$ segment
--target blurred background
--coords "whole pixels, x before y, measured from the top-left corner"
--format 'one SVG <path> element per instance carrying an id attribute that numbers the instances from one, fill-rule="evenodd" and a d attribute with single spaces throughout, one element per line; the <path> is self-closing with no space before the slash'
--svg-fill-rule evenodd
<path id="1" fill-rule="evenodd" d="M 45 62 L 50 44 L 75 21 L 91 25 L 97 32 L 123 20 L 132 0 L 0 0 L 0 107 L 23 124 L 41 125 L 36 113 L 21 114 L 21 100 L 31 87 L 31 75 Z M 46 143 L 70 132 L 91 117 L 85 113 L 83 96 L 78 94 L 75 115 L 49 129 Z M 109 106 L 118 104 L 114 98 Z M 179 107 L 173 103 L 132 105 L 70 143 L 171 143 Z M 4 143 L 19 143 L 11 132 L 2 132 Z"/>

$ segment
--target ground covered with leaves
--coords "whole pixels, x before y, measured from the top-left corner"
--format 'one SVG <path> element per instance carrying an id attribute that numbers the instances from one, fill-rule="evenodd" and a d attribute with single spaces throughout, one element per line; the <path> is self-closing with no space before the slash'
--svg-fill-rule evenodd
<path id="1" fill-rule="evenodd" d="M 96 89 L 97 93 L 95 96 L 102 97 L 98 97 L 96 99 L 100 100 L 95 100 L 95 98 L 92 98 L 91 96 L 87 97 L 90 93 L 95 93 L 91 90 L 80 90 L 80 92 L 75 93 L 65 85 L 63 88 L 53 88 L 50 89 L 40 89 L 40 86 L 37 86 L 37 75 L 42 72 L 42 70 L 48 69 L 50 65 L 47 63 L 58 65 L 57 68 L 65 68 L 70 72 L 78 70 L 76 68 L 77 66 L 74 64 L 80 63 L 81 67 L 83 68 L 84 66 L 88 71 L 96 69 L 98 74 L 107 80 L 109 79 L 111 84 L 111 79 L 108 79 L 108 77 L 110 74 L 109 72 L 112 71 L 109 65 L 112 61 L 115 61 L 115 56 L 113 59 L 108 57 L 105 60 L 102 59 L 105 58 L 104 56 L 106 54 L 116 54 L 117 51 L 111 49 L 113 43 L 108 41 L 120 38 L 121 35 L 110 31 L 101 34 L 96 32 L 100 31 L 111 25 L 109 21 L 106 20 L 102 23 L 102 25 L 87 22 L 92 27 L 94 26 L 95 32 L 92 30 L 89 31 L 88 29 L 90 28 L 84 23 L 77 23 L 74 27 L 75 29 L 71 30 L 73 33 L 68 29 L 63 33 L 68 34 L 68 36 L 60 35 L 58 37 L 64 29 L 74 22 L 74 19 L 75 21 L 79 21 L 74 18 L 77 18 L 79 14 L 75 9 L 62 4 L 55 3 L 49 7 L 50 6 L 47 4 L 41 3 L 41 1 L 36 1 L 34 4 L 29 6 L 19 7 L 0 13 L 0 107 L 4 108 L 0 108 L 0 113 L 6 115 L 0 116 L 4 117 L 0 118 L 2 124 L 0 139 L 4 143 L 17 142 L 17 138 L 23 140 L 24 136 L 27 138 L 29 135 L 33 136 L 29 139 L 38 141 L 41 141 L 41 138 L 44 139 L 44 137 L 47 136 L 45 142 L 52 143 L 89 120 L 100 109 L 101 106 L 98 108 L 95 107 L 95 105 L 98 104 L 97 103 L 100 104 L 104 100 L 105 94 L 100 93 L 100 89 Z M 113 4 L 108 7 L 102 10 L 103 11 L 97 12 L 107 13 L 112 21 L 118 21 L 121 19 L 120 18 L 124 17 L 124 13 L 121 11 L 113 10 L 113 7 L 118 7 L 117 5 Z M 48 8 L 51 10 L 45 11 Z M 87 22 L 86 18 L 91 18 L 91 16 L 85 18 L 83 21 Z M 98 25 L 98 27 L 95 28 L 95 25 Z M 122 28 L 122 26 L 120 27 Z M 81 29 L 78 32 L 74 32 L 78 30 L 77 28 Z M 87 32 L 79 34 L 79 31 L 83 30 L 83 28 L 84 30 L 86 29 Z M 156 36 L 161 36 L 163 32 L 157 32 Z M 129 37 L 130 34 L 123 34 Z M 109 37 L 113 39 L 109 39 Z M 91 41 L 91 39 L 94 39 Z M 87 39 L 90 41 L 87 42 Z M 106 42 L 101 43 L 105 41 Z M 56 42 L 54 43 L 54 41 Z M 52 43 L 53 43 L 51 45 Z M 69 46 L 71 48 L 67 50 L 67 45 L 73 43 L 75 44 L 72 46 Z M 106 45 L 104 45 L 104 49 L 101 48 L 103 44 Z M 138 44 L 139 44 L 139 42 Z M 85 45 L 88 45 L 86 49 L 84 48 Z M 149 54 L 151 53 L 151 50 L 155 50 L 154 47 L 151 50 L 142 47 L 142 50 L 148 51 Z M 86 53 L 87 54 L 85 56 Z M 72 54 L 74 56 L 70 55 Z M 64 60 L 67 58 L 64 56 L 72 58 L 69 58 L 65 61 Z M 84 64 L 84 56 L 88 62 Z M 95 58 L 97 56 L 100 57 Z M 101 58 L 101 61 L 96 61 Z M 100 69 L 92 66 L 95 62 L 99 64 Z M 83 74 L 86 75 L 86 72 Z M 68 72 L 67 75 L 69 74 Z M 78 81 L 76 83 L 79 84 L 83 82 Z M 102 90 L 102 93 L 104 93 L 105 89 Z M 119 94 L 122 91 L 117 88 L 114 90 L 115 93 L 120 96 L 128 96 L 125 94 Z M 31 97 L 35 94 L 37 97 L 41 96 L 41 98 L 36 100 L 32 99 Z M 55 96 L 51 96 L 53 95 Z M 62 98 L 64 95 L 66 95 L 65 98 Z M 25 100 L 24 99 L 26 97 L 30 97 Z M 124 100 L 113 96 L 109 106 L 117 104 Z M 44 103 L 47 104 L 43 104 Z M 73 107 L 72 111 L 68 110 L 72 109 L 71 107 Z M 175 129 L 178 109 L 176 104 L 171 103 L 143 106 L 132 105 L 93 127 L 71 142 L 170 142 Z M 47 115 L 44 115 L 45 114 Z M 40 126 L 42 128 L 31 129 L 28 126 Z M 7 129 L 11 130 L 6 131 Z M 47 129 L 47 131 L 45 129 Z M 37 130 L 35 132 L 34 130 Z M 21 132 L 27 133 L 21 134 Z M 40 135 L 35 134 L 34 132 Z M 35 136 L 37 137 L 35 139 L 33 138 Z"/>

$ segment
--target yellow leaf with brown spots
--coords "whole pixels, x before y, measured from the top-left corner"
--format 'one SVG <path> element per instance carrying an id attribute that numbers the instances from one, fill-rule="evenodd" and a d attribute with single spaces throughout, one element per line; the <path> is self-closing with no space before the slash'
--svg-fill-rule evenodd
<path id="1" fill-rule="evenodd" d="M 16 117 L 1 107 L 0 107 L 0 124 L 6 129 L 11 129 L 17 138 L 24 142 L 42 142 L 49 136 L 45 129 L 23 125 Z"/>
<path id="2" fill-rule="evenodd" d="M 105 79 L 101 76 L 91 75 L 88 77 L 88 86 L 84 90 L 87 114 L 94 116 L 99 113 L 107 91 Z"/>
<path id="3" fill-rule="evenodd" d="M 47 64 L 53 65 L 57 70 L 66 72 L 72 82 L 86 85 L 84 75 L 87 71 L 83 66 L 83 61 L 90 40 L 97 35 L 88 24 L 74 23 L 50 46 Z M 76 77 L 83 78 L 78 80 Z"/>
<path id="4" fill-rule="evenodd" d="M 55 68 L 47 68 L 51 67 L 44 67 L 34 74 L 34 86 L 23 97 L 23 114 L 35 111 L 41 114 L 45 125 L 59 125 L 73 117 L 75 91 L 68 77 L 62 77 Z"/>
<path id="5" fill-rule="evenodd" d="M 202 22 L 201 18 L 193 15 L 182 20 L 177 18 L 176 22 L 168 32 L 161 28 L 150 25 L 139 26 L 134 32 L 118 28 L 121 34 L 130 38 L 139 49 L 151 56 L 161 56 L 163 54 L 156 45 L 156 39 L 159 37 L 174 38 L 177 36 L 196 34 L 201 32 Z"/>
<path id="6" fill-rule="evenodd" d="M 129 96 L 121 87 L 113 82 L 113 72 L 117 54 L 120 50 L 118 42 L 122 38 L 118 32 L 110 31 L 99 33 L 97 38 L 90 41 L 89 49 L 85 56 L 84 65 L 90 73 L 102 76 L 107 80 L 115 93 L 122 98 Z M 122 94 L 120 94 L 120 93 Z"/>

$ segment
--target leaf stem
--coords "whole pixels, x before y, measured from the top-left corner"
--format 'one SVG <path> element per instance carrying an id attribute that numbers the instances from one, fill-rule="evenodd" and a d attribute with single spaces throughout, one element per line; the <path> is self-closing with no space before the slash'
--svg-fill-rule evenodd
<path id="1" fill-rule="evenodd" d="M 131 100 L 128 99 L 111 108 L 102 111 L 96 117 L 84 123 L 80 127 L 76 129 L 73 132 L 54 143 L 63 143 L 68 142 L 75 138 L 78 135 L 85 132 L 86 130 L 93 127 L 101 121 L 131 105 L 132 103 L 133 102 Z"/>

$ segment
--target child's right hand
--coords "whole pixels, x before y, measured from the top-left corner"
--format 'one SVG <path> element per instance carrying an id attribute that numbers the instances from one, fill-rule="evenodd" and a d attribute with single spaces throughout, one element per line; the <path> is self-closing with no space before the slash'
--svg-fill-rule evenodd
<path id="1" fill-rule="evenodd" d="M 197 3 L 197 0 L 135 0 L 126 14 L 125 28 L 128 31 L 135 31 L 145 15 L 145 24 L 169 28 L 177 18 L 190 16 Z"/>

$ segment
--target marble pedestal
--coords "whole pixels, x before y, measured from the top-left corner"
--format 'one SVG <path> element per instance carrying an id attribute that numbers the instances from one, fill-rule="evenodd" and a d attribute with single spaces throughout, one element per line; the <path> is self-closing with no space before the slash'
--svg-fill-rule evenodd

==========

## TASK PROMPT
Rewrite the entries from their beginning through the line containing "97 32 L 123", replacing "blurred background" with "out-of-focus background" and leaving everything else unchanged.

## ANSWER TO THIS EXERCISE
$ segment
--target out-of-focus background
--coords "whole pixels, x before y, measured from the top-left corner"
--format 'one SVG <path> element per instance carrying an id attribute that numbers the instances from one, fill-rule="evenodd" and a d attribute with single spaces throughout, one element per line; the <path> is self-closing with no space before the slash'
--svg-fill-rule evenodd
<path id="1" fill-rule="evenodd" d="M 45 62 L 50 44 L 75 21 L 91 25 L 97 32 L 123 20 L 132 0 L 0 0 L 0 107 L 23 124 L 41 125 L 36 113 L 21 114 L 21 100 L 31 87 L 31 75 Z M 46 143 L 70 132 L 91 117 L 85 113 L 83 96 L 78 94 L 75 115 L 49 129 Z M 109 106 L 118 104 L 114 98 Z M 179 107 L 173 103 L 132 105 L 70 143 L 171 143 Z M 4 143 L 19 143 L 11 132 L 2 132 Z"/>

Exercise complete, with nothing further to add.